_What is being asked_
Nothing but the lines from the one containing "Task: annotate a point on every instance of the climbing harness" through the last line of the records below should be copied, exactly and without pictures.

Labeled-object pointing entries
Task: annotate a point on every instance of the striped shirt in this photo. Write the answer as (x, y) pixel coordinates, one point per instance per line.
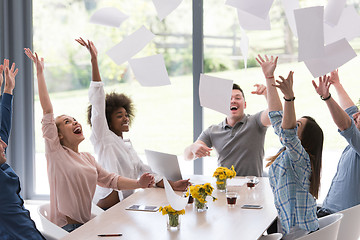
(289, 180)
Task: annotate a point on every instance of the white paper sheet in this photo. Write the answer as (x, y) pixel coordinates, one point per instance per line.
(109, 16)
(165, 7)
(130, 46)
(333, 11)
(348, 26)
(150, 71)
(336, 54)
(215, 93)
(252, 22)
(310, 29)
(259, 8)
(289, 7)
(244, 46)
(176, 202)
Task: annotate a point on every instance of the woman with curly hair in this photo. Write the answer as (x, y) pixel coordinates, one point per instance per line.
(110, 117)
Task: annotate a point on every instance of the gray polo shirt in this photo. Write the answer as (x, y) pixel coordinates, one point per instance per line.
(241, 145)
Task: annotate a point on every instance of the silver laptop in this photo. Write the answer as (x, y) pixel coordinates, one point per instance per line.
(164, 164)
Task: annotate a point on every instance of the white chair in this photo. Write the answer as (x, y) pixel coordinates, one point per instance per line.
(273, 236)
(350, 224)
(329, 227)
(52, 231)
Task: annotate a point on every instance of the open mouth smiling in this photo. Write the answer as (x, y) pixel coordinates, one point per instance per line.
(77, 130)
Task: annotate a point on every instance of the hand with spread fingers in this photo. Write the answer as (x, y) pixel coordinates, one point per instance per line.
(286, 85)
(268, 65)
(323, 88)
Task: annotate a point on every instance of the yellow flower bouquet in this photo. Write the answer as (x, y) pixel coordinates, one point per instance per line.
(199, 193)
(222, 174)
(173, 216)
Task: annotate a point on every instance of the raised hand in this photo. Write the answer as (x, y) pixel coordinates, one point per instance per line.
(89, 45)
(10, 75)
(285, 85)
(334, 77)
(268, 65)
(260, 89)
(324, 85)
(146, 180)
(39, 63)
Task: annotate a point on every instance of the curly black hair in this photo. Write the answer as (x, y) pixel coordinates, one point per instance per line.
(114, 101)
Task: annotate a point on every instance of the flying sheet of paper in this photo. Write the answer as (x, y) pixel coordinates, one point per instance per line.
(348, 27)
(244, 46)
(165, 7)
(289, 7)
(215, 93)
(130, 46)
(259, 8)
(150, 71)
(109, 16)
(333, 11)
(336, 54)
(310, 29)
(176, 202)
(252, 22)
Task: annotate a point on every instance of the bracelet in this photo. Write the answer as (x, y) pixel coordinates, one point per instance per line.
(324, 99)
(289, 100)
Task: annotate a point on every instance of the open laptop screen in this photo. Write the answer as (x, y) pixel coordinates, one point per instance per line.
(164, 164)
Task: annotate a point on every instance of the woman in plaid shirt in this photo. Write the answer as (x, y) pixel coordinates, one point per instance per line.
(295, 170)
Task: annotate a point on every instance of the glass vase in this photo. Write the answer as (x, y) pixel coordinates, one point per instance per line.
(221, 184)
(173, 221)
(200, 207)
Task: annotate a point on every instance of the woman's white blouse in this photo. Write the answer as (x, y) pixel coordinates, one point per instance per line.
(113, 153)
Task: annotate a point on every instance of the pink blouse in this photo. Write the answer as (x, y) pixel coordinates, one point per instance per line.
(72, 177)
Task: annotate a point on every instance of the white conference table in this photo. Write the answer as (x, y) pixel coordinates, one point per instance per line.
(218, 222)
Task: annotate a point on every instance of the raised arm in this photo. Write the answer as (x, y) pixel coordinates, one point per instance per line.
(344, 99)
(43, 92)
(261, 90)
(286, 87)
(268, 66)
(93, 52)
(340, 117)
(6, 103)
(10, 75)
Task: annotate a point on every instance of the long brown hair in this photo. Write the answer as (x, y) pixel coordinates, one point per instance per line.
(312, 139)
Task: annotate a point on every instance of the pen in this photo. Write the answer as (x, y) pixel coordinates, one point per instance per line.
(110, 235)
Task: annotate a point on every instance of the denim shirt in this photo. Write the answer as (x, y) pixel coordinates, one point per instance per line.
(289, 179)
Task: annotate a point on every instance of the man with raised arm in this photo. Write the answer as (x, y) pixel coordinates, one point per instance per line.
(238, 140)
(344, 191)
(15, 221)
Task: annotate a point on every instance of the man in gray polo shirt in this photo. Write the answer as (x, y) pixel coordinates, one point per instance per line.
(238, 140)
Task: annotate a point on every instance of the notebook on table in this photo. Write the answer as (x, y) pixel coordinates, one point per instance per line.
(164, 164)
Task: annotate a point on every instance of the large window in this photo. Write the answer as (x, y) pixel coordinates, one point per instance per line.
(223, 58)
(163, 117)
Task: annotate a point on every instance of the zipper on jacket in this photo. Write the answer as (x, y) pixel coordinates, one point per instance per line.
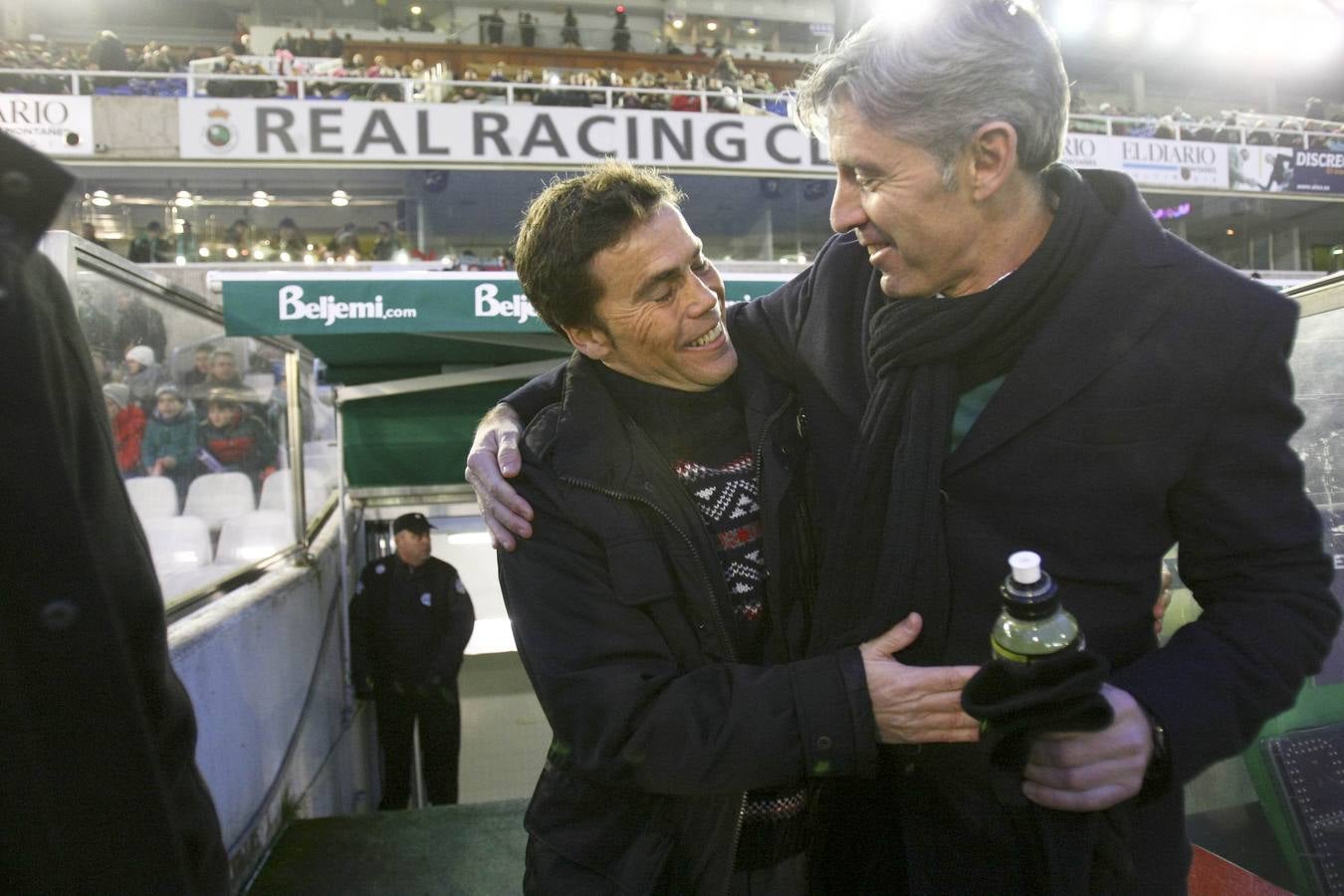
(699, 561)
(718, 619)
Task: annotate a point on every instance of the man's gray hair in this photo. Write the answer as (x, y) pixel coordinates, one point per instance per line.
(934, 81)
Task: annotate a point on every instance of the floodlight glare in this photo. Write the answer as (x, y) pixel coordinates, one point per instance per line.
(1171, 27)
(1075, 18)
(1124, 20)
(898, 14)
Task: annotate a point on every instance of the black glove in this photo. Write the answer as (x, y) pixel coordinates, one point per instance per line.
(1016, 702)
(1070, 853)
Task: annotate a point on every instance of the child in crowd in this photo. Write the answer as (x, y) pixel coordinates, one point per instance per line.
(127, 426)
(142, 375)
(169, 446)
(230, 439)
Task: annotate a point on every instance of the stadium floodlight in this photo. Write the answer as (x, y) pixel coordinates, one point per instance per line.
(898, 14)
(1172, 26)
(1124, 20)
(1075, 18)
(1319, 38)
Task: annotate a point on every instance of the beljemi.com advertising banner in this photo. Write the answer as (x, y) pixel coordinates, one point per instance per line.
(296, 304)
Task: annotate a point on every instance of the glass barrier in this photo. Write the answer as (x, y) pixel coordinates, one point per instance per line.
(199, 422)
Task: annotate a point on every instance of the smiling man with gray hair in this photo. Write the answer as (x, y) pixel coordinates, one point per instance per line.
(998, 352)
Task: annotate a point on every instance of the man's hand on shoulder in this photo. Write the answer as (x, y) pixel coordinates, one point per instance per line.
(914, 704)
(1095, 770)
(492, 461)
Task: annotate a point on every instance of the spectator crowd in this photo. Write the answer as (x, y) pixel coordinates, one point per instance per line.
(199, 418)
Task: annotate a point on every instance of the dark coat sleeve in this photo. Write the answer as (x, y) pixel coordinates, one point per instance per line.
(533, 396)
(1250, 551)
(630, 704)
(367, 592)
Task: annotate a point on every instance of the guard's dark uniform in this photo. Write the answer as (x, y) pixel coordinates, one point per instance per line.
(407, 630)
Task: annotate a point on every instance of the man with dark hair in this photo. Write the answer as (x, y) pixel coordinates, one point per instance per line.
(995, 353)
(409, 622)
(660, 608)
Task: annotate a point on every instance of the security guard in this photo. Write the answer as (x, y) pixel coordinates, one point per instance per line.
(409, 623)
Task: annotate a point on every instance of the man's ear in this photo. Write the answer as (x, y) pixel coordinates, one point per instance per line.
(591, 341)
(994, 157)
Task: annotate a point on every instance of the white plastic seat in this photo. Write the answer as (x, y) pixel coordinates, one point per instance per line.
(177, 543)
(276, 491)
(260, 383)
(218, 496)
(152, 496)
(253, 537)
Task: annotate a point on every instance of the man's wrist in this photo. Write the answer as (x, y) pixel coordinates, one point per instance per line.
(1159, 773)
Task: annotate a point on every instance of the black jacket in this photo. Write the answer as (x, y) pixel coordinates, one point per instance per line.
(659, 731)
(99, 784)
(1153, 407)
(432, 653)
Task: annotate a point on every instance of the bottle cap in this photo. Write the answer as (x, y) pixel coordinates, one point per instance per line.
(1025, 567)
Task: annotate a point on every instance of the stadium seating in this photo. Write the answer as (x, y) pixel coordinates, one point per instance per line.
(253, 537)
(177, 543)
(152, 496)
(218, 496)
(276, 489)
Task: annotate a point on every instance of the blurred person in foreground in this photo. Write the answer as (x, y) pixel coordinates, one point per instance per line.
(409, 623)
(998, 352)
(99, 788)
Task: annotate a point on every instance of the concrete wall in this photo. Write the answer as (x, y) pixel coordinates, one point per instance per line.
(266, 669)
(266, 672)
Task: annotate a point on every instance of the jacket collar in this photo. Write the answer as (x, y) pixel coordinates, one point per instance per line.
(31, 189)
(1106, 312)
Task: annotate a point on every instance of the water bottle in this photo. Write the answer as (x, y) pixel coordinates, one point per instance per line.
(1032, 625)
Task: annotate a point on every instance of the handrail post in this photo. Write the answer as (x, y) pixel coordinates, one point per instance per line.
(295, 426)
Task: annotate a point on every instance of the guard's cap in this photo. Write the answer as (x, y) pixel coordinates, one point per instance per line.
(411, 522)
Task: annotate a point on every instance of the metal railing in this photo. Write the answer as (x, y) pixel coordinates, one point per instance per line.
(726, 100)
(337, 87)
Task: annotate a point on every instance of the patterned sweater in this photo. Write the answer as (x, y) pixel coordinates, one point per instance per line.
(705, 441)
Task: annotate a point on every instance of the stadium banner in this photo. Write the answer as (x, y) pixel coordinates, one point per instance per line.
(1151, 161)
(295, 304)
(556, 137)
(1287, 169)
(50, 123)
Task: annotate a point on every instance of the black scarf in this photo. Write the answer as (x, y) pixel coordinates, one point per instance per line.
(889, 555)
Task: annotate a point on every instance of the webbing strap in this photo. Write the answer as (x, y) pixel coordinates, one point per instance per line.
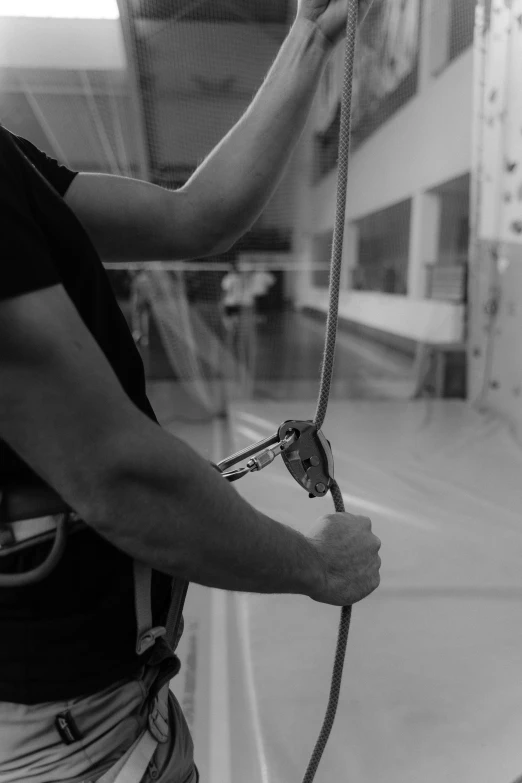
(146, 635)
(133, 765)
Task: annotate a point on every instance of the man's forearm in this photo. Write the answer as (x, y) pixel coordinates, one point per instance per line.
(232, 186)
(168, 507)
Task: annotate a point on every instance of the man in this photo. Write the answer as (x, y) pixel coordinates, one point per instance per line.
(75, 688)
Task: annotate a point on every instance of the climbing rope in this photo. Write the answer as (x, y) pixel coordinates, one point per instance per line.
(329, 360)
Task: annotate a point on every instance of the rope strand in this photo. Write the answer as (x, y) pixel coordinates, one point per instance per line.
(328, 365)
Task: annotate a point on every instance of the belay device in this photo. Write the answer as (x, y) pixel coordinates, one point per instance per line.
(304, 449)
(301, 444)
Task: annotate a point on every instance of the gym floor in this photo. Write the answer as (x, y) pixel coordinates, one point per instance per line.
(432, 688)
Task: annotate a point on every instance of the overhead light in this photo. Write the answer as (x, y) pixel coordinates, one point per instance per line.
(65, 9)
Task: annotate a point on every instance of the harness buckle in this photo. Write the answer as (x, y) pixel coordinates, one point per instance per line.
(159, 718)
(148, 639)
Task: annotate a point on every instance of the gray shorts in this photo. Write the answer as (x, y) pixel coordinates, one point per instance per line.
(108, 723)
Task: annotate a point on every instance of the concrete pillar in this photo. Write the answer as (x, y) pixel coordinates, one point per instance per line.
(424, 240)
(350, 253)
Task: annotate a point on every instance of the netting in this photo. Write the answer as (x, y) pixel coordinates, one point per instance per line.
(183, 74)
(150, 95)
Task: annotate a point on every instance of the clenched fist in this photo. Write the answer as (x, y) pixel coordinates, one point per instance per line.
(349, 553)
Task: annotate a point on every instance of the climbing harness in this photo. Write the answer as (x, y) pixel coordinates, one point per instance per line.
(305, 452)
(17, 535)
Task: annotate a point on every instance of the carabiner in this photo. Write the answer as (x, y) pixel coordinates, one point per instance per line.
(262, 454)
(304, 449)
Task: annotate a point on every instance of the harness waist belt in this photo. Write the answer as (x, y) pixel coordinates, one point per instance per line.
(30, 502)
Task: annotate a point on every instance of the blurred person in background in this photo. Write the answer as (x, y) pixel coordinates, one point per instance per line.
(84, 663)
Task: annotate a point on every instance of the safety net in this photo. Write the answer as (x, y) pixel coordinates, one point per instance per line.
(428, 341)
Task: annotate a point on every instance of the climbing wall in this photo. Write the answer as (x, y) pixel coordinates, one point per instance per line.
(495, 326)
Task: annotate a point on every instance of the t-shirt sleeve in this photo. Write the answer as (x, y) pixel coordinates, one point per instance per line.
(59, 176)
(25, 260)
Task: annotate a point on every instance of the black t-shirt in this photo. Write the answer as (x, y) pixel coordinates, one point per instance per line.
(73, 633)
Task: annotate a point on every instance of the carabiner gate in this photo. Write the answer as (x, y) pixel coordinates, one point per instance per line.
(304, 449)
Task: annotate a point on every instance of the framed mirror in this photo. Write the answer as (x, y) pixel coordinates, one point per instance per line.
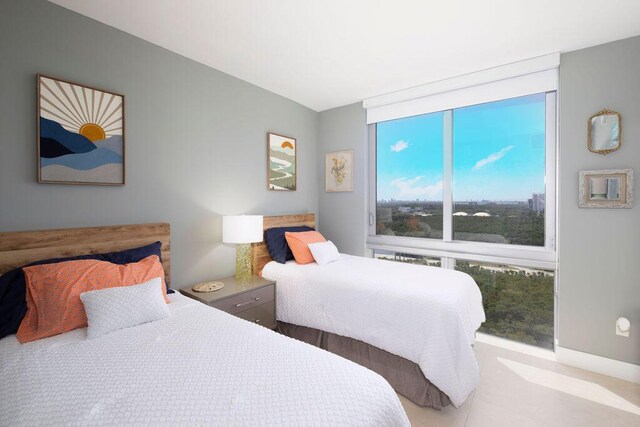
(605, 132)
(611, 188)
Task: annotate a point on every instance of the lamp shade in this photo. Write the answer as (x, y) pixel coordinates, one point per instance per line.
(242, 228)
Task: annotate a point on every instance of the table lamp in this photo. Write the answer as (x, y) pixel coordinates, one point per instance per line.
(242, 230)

_Output for this task_
Task: annotate a point on every instance of the climbing harness in this photo. Write the answer as (x, y) pixel coordinates, one point per instance per line.
(305, 452)
(17, 535)
Task: annotate a point on every instance of the carabiner in this photo. Write the answer as (x, y) pixel coordinates, one point per instance per line.
(262, 454)
(304, 449)
Task: annotate a point on every instance of the harness waist belt in this photo. Write the answer as (x, y) pixel coordinates, one point per instance per line.
(30, 502)
Task: annotate a point on every instance of the blurred person in background in this photo. Write the answer as (x, y) pixel coordinates, one point per instance per line.
(84, 663)
Task: annotate a point on every instance of the safety net in this photo. Write the answer as (x, y) pixel coordinates, one point per instance per line.
(428, 341)
Task: annotate a point on every instance of the climbing wall in this photo. Write the answer as (x, y) pixel coordinates, one point per instance per line.
(495, 326)
Task: annotate a point on every instance of the t-shirt sleeve in this photo. Write the answer as (x, y) pixel coordinates, one point per instance per line.
(59, 176)
(25, 260)
Task: annotate a point on every instance of the black t-shirt in this photo. Write the answer as (x, y) pixel coordinates, one point per instance per line.
(73, 633)
Task: annotate a point on every instance of the carabiner gate in this photo. Write the answer as (x, y) pixel coordinates, one point per instance per line.
(304, 449)
Task: annotate a point on every instance of the framed mirror in this photo. Write the answer as (x, y) pixel coordinates, one point per instance per line.
(605, 132)
(611, 188)
Task: annotate a point on every instance of the lamp shade in this photo. Write the answer as (x, y) pixel coordinates, one point per instance per line.
(242, 228)
Task: annotate a point on every instance of the table lamp in this photo. Write the answer as (x, y) pixel coordinates, one point per instance per line.
(242, 230)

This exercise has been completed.